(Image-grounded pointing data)
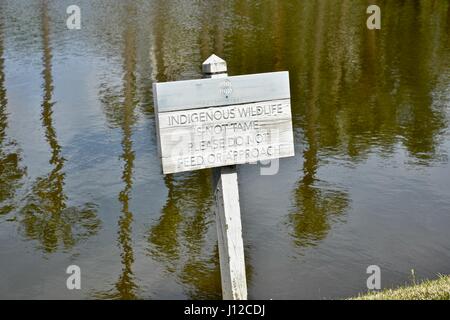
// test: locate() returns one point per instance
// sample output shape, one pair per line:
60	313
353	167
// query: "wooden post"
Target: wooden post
228	213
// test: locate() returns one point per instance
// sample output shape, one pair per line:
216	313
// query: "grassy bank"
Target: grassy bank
427	290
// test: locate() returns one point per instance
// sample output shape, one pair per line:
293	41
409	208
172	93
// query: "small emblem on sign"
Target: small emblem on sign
226	89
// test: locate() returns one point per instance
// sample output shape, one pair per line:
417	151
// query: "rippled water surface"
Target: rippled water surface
80	179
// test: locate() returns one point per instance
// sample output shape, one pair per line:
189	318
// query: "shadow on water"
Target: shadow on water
11	170
178	239
46	216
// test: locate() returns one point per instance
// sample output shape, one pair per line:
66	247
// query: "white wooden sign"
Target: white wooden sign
220	122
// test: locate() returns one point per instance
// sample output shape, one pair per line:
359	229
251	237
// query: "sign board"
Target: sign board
226	121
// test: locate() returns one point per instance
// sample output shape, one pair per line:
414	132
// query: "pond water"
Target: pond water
81	182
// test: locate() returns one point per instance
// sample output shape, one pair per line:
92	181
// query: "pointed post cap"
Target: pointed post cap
214	65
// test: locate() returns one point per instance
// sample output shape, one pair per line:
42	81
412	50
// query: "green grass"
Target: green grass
427	290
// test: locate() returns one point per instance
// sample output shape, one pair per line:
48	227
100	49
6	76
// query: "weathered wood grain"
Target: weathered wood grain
197	139
223	91
229	233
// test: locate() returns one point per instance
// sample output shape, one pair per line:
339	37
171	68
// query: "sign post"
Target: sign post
220	122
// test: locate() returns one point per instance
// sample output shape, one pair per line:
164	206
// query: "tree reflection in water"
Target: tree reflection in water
46	216
11	171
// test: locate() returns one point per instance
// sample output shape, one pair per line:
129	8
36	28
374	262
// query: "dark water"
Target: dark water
80	179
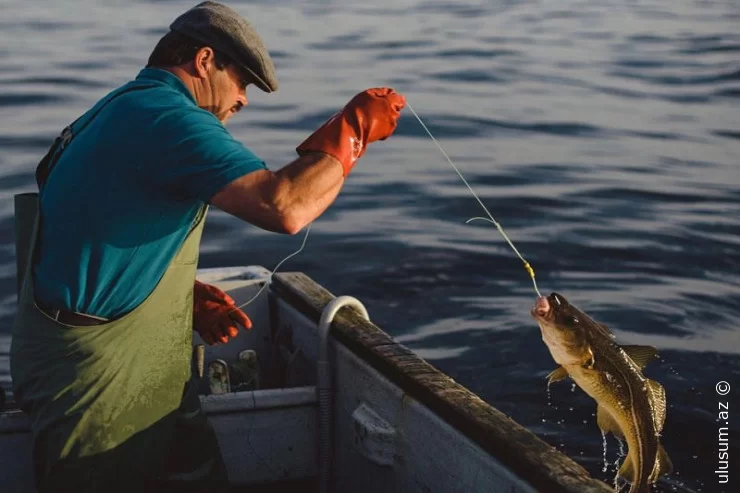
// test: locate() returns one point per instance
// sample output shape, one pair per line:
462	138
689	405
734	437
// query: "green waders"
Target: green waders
111	405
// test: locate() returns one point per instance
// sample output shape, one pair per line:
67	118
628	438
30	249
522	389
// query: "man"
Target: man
102	340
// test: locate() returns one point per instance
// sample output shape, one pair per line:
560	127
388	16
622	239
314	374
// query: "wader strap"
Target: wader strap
49	161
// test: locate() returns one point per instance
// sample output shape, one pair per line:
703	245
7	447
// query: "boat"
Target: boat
316	397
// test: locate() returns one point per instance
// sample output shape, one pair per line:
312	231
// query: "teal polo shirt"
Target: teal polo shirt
125	192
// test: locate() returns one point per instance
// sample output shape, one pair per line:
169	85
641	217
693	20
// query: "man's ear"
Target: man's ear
204	59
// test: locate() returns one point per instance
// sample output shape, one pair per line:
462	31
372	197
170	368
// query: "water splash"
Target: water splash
603	456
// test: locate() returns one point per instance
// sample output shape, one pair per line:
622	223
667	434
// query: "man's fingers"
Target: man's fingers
207	338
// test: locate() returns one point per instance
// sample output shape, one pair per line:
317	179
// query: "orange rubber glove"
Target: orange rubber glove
215	314
369	116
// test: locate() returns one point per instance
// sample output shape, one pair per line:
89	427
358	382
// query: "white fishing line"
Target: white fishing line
269	278
490	218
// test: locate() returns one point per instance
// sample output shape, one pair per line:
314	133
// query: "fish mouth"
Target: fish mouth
542	309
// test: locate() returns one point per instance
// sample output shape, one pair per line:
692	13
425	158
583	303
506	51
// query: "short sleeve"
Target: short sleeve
197	156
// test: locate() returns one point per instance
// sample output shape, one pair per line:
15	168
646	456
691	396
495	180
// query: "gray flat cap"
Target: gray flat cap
221	28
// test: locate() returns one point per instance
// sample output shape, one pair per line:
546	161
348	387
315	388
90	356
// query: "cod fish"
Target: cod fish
628	405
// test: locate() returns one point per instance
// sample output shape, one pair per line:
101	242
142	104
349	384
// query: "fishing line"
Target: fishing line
528	267
490	219
269	278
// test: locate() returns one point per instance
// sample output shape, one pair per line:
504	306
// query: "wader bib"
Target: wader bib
111	405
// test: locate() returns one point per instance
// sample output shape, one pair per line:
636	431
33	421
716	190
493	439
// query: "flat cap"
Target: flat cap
221	28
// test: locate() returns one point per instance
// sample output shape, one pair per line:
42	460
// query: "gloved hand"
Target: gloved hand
369	116
215	314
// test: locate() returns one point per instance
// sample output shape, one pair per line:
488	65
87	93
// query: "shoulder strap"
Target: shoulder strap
49	161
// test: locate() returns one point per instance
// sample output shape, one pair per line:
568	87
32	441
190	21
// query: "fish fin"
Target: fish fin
556	375
627	470
663	465
642	355
607	423
656	396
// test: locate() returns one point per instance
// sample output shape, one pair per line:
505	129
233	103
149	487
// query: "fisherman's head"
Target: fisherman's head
217	54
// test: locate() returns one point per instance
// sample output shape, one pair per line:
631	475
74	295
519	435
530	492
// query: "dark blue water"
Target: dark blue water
604	136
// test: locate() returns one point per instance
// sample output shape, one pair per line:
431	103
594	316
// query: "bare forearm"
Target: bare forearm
285	201
306	187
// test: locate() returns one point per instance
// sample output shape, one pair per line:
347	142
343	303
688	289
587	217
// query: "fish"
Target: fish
628	405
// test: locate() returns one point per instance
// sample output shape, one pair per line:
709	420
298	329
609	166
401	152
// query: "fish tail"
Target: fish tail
633	474
663	465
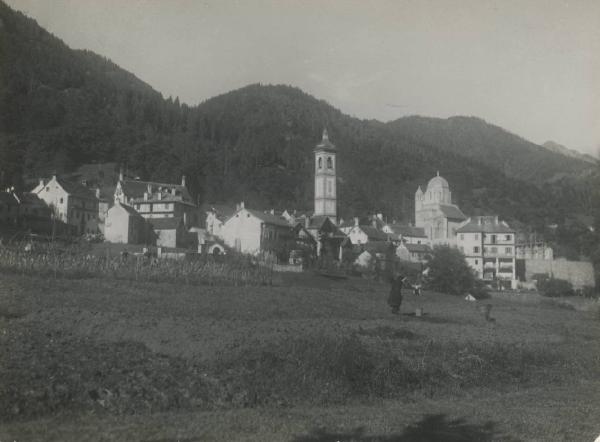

Problem details ::
Return the records above exactly as written, but without any of the pictures.

Result for this task ::
// test: locate() returns one point per instance
// sample output shape, one pair per line:
60	313
353	167
// query: "wooden post"
Target: wooden post
228	213
// test: locate() returns one point per instance
// sample output shape, one pair per line:
216	313
// query: "grassy bank"
Target: grassy bank
427	290
// test: locate() returns one point per instance
// sample output shape, one pair per line:
293	41
409	208
172	93
// query: "small emblem on sign"
Target: small emblem on sign
226	89
// test: locate() returns one point per instance
// sample output shape, one pair per line:
417	151
// query: "rippled water surface"
Target: rippled water surface
80	179
// test: locate() returns one point per instance
// sample output shape, one pair per line:
189	318
// query: "shadow on water"
Target: shadow on water
11	170
178	239
46	216
// test: locate() returns one point per instance
// sample output shape, one pair per line:
66	247
// query: "white wooden sign"
Target: white wooden sign
220	122
// test: locate() returns one point per instance
// sample output shape, one pair per line:
359	229
251	237
// query: "sign board"
Target: sign board
226	121
// test: locate() returns one point per instance
// sample output shape, one pair per line:
414	132
// query: "pond water"
Target: pond water
81	182
// test: locate() returns one point per instance
// sample output shape, one pair per line:
92	181
// query: "pointed post cap"
Target: pointed post cap
214	65
// test: locate() returns one point per instance
// sample output shape, one pair per line:
42	81
412	50
// query: "green grass"
Target: green grass
427	290
// test: locate() returns one point per instance
// sample output shape, one pair per line:
48	227
100	49
6	76
// query: "weathered wood grain"
Target: weathered wood grain
197	139
223	91
229	233
// test: locate() returns one point per instance
// sample output shape, one pair per line:
339	37
171	68
// query: "sign post"
Target: sign post
220	122
// test: locate() returns one point per instance
// sample output shape, one pair per line:
164	206
// query: "tree reflection in water"
Target: tree reflection in water
46	216
11	171
// test: locate() returns one point per instance
// sample output shape, one pair per line:
129	8
36	28
374	262
// query: "dark water"
Target: dark water
80	179
// test: locate() returns one point per instance
// sample output shape, one pair per line:
462	138
689	405
734	437
// query: "green waders"
Target: green waders
111	405
// test: locate() returns one point per instance
// sample output shape, one pair per line:
67	118
628	438
30	249
522	389
// query: "man"
Target: man
102	340
// test: locate() returns one point per instance
// sample output shape, one pair per line:
560	127
388	16
622	239
314	374
// query: "wader strap"
Target: wader strap
49	161
// test: locate() returns one point per instance
// sample output shape, one pair per line:
703	245
7	447
// query: "boat"
Target: boat
316	397
// test: locate() returns one point per instance
// sample output shape, one pair per line:
312	231
// query: "teal polo shirt"
Target: teal polo shirt
125	192
// test: locate() returns one point per instance
// sample output shape, one pair per line:
169	85
641	217
693	20
// query: "man's ear"
Target: man's ear
204	59
// test: locate() returns one point per instance
// sample output shape, one pair per line:
462	31
372	197
170	368
// query: "water splash"
Target: water splash
603	456
// test: locate() returns one point per instance
// sample output shape, one pair per line:
622	223
667	434
// query: "man's fingers"
Target: man's fingers
207	338
// test: locate() returns one point per instance
// sample output shape, one pair per line:
317	179
// query: "orange rubber glove"
Target: orange rubber glove
215	314
369	116
// test: locate() returns one point per instance
// sample output shape, one pair per line:
89	427
358	382
// query: "white fishing line"
Target: white fishing line
269	278
490	218
// test: locate() returns one point per instance
// sample output shape, one pair per line:
314	133
// query: "fish mouth"
Target: fish mouth
542	309
// test: locate() returns one point per instance
// sample output shape, one pair per line:
692	13
425	158
583	303
506	51
// query: "short sleeve"
Target: short sleeve
197	156
// test: locate() returns one point per instance
// sample output shape, one pair per line:
15	168
646	456
691	396
495	180
// query: "gray flat cap"
Target: gray flat cap
221	28
// test: locate() returns one point per instance
// sample output shape, one pair per line:
546	161
348	387
315	388
90	356
// query: "cod fish"
Target: cod fish
628	405
// test: locate() returns one point per instance
// sample output shape, one pair per line:
101	242
142	104
349	384
// query: "fishing line"
Target: fishing line
528	267
490	219
269	278
// test: locate() returns one point per instance
// sample output shape, one pair per line:
504	306
// query: "wader bib"
Target: wader bib
111	405
// test: locate() returns one point per instance
// sample output shape, one pair per line:
636	431
33	421
716	190
493	439
// query: "flat cap"
Target: flat cap
221	28
// test: locate() returns one point per instance
// sample output shape, one pair per line:
42	460
// query: "gloved hand"
Target: gloved hand
369	116
215	314
// test: locate() returns one point per instance
// sample output shape, one pair per line:
488	65
87	93
// query: "shoulder strap"
Target: shoulder strap
49	161
// test: locate() returns one point per instance
// sample output shape, one pair per line:
568	87
32	441
190	21
// query: "fish fin"
Target: fish fin
556	375
627	470
663	465
642	355
607	423
656	396
// test: locate() returns one point per instance
// sample output shape, one pair per line:
505	129
233	103
149	487
// query: "fisherman's head"
Target: fisherman's head
217	54
// test: locate() returns one point per instance
// sample output shape, one pair per line:
631	475
74	295
519	435
530	492
// query: "dark blue water"
Target: dark blue water
604	136
// test: locate() returns one point per instance
// sample output shape, one pair per line:
431	103
594	316
// query: "bare forearm"
Target: bare forearm
285	201
306	187
// test: locate() returns one point per instance
// sample output shape, one pair per line:
347	142
343	303
688	289
587	217
// query: "fish"
Target: fish
628	405
// test: locate() returns one point per instance
// sample output shape, one pair per line:
709	420
298	329
609	166
401	152
// query: "fish tail"
Target: fish tail
633	474
663	465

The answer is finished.